═══ Material to process

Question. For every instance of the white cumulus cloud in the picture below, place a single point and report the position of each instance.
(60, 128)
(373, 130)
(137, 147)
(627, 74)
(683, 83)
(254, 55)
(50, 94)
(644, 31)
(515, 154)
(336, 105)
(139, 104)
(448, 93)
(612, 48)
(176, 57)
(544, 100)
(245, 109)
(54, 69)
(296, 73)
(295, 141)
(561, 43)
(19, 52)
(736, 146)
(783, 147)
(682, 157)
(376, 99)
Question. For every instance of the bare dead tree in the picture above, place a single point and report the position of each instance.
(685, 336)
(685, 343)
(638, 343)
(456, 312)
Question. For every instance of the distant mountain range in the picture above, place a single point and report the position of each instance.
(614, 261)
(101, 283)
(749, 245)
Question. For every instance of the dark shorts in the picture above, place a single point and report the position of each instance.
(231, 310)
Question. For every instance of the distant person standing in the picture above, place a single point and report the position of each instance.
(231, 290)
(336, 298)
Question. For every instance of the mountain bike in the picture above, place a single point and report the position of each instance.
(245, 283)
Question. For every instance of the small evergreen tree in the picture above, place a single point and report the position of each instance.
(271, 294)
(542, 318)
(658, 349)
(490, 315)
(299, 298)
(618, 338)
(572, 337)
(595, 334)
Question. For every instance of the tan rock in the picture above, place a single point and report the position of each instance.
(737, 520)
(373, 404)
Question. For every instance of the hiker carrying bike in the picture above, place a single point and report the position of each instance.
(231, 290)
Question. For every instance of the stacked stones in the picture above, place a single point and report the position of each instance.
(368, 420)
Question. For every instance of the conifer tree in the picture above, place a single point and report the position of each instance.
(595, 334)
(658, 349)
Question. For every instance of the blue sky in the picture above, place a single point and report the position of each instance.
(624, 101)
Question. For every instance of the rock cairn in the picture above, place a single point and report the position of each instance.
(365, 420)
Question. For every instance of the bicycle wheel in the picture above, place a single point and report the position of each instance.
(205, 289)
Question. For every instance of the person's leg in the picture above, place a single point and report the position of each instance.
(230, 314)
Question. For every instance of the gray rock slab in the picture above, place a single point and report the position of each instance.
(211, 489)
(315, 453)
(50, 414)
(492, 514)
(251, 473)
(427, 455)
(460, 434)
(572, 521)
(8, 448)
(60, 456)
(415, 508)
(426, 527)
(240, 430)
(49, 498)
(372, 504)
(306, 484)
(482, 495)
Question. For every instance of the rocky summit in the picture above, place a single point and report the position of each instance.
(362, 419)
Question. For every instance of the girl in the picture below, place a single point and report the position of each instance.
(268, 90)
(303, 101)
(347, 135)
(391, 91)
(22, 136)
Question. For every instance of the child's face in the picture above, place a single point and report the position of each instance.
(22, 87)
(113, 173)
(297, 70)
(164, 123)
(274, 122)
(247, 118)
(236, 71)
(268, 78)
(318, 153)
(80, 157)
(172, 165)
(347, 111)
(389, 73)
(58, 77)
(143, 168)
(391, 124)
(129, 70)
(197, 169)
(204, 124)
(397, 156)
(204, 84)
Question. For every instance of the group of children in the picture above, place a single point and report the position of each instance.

══════

== Work to be completed ==
Go through the entries and repeat each one exactly.

== Result of the exercise ==
Question. For every instance of the white cumulus cloud in the picture below, place a single point and report the position of each instance.
(60, 128)
(373, 130)
(137, 147)
(627, 74)
(683, 83)
(254, 55)
(50, 94)
(644, 31)
(515, 154)
(336, 105)
(139, 104)
(448, 93)
(612, 48)
(176, 57)
(544, 100)
(245, 109)
(54, 69)
(296, 73)
(295, 141)
(561, 43)
(19, 52)
(736, 146)
(783, 147)
(682, 157)
(376, 99)
Question. For every instance of the bare dead tree in the picture above, place a single point and report the position of each instance.
(685, 336)
(685, 343)
(638, 343)
(456, 312)
Question. For every instance of the distant mountain range in the picture above, place a single point and report the position of each instance.
(614, 261)
(101, 283)
(749, 245)
Question. For every instance of the dark shorts in the picture above, place a single point and report the position of each instance.
(231, 310)
Question. For every instance of the distant person standing in the picture above, place a single point and report the position of each instance.
(231, 290)
(336, 298)
Question. For every instance of the mountain bike in the picture above, place a single point and report the position of each instance.
(245, 283)
Question. For every instance of the small evergreen tree in the picture above, place a single point and report the position of each instance.
(271, 294)
(542, 318)
(658, 349)
(490, 315)
(299, 298)
(618, 338)
(572, 337)
(595, 334)
Question. For every instance of the tan rock in the picture above, place a single point and report the position of each instance.
(737, 520)
(373, 404)
Question. For every instance of the hiker carrying bike in the picture above, place a single point and report the position of each instance.
(231, 290)
Question. For every instance of the stacked stones in the picture above, place a single point and report the position of each instance.
(368, 420)
Question. For every instance of the conifer tree in the picture above, place a single point and report the position of each instance.
(595, 334)
(658, 349)
Question. For every instance of the blue sky in the picture above, place a single point and report the position of each instance.
(624, 101)
Question. For every instance of the rock cairn in the picture above, place a single point and report the position of each instance.
(365, 420)
Question. For every instance of the bicycle wheel in the picture above, place a single point and report the position of each instance.
(205, 289)
Question. For every instance of the person's leg in the picture above, place a single point and report the position of each instance.
(230, 314)
Question. For every instance of the gray rock slab in the picture above, place a single point and report the position of each instance.
(211, 489)
(315, 453)
(50, 414)
(492, 514)
(251, 473)
(427, 455)
(460, 434)
(572, 521)
(8, 448)
(60, 456)
(415, 508)
(426, 527)
(240, 430)
(49, 498)
(372, 504)
(306, 484)
(482, 495)
Question. For every instance of the rocky summit in the picture above, place a single point and report the position of each instance.
(362, 419)
Question. For every instance of the girl in the picture below, place a single point and report the position of each instance.
(268, 90)
(303, 101)
(347, 135)
(391, 91)
(22, 136)
Question. For every instance of the child's face in the picture above, place a single point and report the position of each instance.
(22, 87)
(113, 173)
(297, 70)
(164, 123)
(274, 122)
(247, 118)
(236, 71)
(268, 78)
(318, 153)
(80, 157)
(172, 165)
(347, 111)
(389, 73)
(58, 77)
(143, 168)
(391, 124)
(129, 70)
(197, 169)
(204, 124)
(397, 156)
(204, 84)
Question. For every instance of the group of children in the picture above, place a single point and report the position of each instance.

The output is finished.